§ **Try it**
Transcribe all records exactly.

======== Data records ========

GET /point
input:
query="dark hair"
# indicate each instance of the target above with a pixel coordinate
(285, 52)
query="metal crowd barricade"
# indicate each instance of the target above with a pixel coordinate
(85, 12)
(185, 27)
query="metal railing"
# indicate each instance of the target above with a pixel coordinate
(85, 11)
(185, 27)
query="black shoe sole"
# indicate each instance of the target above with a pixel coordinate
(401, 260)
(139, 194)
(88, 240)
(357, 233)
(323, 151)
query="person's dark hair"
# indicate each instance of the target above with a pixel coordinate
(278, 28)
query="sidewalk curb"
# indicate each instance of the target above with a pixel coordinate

========

§ **Output of the exercise**
GET /point
input:
query="dark hair"
# indicate each instance of the target above with a pixel coordinate
(285, 52)
query="metal crowd barricade"
# indicate each instance of the target above with a pixel coordinate
(85, 12)
(185, 27)
query="metal railing"
# indicate each instance of the target above with a pixel coordinate
(85, 11)
(185, 27)
query="black shoe sole"
# indicate each instance of the target above with a pixel coordinate
(401, 260)
(139, 194)
(88, 240)
(357, 233)
(323, 151)
query="person's dark hair"
# indicate each instance of the target above with a pixel coordinate
(278, 28)
query="sidewalk curb"
# indicate each instance of the target above with a pixel coordinate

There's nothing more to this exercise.